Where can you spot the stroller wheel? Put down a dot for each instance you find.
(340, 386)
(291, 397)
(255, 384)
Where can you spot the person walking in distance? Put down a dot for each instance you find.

> Set problem
Scale the listing above by rewriting all of its lines, requests included, with each coordinate in the answers multiplied by 1.4 and rounded to the nearest whole number, halves rounded up.

> Written response
Where can you spot the stroller wheel? Put down a dot for each instance you find.
(476, 540)
(407, 556)
(357, 538)
Where can you spot the person walking in distance? Put down a dot for each instance you find.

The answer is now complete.